COMPITO A:
Aggiorna il passo dell'articolo sul DNS cache poisoning partendo da "Gli attacchi di" e proseguendo fino a "altre minacce digitali.", con "utenti" al posto di "navigatori".
COMPITO B:
Riscrivi in forma più breve il paragrafo dell'articolo sul DNS cache poisoning che inizia con "Kaminsky ha spiegato che su 2,5 milioni", conservandone i fatti principali.

SEZIONE DEL DOCUMENTO:
----------
Roma – Una fetta non trascurabile di server DNS (Domain Name System), gli stessi che si preoccupano di convertire i nomi di dominio (come punto-informatico.it) nei rispettivi indirizzi IP numerici, sarebbero vulnerabili ad un pericoloso tipo di attacco denominato DNS cache poisoning . A sostenerlo è l’esperto di sicurezza Dan Kaminsky che, durante la recente conferenza Black Hat, ha divulgato i risultati di un proprio studio sull’argomento.
Kaminsky ha spiegato che su 2,5 milioni di server DNS da lui analizzati circa 230.000, ossia quasi il 10% del campione, sono risultati in qualche modo vulnerabili al cache poisoning: ciò significa, secondo il ricercatore, che un abile cracker potrebbe sfruttarne le debolezze per dirottare gli utenti verso uno o più siti sotto il suo controllo. La tecnica di attacco prevede infatti che l’aggressore sostituisca, nella cache del server DNS, l’indirizzo numerico di un sito (in genere famoso) con quello di un sito malevolo: quest’ultimo potrebbe contenere spyware, worm, truffe o semplice pubblicità.
Gli attacchi di cache poisoning sono particolarmente temibili a causa del fatto che gli effetti interessano immediatamente tutti i computer, spesso centinaia, che fanno riferimento ad un certo server DNS: un attacco ben organizzato, secondo Kaminsky, potrebbe arrivare a coinvolgere milioni di navigatori ed esporli al rischio di cadere vittima di azioni di phishing, furto d’identità, virus e altre minacce digitali.
----------
Dati registrati:

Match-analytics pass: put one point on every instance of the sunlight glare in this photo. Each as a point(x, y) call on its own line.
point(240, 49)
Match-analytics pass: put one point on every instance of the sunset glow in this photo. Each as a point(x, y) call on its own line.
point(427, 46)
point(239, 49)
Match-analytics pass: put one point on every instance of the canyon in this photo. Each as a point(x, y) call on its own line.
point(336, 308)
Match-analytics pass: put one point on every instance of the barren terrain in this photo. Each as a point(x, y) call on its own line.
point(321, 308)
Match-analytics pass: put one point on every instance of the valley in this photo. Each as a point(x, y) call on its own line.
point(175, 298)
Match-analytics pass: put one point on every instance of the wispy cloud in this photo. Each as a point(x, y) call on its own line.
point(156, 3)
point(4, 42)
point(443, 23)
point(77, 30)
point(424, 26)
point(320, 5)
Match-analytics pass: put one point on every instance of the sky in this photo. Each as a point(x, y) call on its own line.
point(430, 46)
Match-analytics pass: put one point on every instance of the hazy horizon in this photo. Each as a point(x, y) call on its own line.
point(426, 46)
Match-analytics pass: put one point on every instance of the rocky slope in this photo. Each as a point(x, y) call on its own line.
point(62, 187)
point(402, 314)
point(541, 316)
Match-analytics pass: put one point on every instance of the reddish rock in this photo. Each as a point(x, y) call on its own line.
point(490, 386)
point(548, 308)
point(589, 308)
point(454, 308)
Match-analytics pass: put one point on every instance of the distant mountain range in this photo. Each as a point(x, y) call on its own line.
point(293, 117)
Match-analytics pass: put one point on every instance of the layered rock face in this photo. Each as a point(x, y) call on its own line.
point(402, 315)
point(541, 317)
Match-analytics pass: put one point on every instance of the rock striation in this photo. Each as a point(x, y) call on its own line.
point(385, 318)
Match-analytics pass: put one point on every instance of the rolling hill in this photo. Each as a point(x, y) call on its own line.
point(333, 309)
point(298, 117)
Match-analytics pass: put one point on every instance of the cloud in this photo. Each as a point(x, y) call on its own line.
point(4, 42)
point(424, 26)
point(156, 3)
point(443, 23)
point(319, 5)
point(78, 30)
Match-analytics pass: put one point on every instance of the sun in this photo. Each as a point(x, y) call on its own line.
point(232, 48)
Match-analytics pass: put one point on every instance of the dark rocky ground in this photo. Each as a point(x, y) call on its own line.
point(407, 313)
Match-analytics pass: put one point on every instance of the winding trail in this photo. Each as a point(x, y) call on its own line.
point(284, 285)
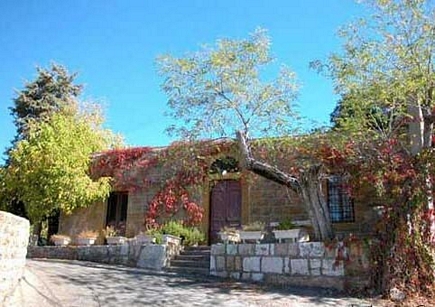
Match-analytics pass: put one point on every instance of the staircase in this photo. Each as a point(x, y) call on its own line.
point(192, 260)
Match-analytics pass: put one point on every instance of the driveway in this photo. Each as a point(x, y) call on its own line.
point(74, 283)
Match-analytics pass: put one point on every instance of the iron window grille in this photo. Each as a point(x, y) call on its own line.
point(341, 207)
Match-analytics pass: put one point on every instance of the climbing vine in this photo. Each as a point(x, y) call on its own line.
point(176, 170)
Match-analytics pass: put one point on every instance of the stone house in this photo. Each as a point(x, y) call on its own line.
point(230, 196)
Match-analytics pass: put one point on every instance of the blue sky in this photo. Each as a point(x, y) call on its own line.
point(113, 44)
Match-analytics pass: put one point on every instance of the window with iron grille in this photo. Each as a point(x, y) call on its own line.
point(340, 204)
point(117, 211)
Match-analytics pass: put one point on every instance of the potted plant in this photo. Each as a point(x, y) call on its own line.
point(112, 236)
point(87, 237)
point(287, 230)
point(229, 234)
point(145, 238)
point(60, 240)
point(252, 232)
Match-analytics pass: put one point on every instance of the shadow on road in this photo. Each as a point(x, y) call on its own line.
point(110, 285)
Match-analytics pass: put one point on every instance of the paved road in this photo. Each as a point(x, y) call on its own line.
point(73, 283)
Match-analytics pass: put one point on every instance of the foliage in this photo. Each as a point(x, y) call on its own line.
point(182, 168)
point(285, 225)
point(254, 226)
point(50, 168)
point(53, 91)
point(229, 230)
point(110, 231)
point(189, 235)
point(59, 237)
point(386, 76)
point(218, 90)
point(88, 234)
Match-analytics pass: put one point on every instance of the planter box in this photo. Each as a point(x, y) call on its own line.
point(294, 235)
point(251, 235)
point(144, 239)
point(229, 237)
point(61, 241)
point(86, 241)
point(115, 240)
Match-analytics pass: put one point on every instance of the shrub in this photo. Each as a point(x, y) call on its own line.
point(189, 235)
point(285, 225)
point(255, 226)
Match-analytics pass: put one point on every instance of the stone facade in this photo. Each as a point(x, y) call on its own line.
point(262, 200)
point(148, 256)
point(300, 264)
point(14, 238)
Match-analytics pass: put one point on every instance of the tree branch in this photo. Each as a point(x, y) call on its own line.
point(263, 169)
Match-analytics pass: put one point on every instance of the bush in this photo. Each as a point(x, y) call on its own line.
point(189, 235)
point(285, 225)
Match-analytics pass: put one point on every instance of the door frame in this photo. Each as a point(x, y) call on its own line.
point(244, 185)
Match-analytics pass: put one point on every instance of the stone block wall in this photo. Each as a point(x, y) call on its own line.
point(132, 253)
point(301, 264)
point(14, 238)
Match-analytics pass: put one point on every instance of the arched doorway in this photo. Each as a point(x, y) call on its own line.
point(225, 198)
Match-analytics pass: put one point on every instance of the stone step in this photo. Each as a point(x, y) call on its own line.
point(190, 263)
point(193, 257)
point(195, 252)
point(189, 270)
point(199, 247)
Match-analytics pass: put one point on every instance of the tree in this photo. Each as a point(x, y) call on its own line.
point(52, 91)
point(387, 64)
point(50, 168)
point(218, 91)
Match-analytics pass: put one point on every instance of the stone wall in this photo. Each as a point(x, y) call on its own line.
point(14, 238)
point(132, 253)
point(299, 264)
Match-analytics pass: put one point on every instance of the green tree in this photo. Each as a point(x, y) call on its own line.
point(386, 76)
point(217, 91)
point(50, 168)
point(220, 90)
point(52, 91)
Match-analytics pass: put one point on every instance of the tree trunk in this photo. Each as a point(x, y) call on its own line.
point(309, 187)
point(311, 193)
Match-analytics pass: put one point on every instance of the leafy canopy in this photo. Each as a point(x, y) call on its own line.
point(218, 90)
point(51, 92)
point(49, 169)
point(386, 67)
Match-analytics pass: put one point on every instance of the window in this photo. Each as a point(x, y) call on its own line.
point(117, 211)
point(339, 202)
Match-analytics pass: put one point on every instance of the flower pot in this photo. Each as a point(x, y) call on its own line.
point(256, 236)
point(293, 235)
point(86, 241)
point(61, 241)
point(115, 240)
point(229, 237)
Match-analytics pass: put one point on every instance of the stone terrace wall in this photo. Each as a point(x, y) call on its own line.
point(149, 256)
point(299, 264)
point(14, 238)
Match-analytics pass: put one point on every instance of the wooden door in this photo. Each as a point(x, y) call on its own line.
point(225, 207)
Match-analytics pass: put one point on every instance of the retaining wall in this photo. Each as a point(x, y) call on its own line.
point(14, 237)
point(132, 253)
point(299, 264)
----------
SOLUZIONE A:
Gli attacchi di cache poisoning sono particolarmente temibili a causa del fatto che gli effetti interessano immediatamente tutti i computer, spesso centinaia, che fanno riferimento ad un certo server DNS: un attacco ben organizzato, secondo Kaminsky, potrebbe arrivare a coinvolgere milioni di utenti ed esporli al rischio di cadere vittima di azioni di phishing, furto d’identità, virus e altre minacce digitali.

SOLUZIONE B:
Dei 2,5 milioni di server DNS analizzati da Kaminsky, circa 230.000 (quasi il 10%) sono risultati in qualche modo vulnerabili al cache poisoning. Secondo il ricercatore, un cracker abile potrebbe sfruttarli per dirottare gli utenti verso siti sotto il suo controllo. L'attacco consiste nel sostituire, nella cache del server DNS, l'indirizzo numerico di un sito, in genere famoso, con quello di un sito malevolo. Quest'ultimo potrebbe contenere spyware, worm, truffe o semplice pubblicità.